▶ [INFORMATION SHOWN]:

#####

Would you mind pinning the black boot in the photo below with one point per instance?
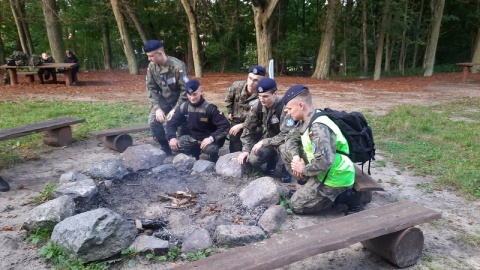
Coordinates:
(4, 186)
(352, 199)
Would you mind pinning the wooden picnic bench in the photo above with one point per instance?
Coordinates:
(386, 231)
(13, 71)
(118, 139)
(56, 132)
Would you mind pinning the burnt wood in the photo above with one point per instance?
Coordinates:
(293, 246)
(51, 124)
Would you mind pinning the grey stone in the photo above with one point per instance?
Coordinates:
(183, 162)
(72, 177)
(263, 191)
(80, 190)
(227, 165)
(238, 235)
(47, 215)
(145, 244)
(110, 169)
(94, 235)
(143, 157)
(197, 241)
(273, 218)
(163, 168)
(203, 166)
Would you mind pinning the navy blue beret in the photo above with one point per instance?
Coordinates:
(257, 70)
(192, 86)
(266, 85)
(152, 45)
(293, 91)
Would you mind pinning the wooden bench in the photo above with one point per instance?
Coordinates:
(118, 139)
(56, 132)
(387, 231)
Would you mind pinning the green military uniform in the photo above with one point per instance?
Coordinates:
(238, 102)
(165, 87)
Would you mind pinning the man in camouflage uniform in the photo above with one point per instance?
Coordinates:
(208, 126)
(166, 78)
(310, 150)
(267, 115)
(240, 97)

#####

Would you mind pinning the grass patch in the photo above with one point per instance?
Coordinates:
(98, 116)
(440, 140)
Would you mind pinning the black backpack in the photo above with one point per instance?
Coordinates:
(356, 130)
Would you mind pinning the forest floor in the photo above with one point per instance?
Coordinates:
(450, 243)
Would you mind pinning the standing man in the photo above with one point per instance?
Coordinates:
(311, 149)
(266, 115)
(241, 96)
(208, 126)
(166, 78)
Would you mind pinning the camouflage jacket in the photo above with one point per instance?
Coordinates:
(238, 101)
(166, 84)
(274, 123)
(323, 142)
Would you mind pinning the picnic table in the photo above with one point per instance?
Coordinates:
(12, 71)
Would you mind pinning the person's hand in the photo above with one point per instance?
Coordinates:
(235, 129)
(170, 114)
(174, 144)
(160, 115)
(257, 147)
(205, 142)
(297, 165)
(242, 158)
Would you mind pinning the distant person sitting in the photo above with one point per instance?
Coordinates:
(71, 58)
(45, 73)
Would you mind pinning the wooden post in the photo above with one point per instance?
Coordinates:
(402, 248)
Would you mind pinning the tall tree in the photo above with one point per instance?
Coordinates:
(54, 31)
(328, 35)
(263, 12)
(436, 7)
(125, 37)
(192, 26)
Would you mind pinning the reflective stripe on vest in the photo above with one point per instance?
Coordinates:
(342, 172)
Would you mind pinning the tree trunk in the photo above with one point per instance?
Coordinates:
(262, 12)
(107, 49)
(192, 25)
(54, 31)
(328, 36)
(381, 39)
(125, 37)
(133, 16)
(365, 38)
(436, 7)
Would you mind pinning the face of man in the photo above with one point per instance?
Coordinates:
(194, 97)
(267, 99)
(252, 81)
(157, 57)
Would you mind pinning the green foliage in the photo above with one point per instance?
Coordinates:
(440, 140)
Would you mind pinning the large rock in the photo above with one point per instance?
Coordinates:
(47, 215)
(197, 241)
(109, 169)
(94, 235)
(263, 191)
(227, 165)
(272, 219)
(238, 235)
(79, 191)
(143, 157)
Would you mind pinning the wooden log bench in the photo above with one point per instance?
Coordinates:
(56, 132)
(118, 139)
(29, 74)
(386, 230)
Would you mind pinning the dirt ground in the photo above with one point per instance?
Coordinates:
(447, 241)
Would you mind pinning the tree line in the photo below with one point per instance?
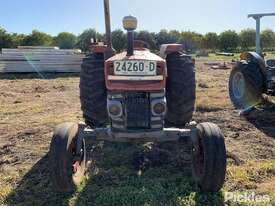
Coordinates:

#####

▶ [TASK DIRECTIONS]: Pick out every line in the material above that contains the word "below" and copy each of those lines. Case counts.

▶ [FINAL RESULT]:
Would you mind pinning the black boot in the photo below with one point per instance?
Would you mind pinning the tree line in the photo below with one point per instance?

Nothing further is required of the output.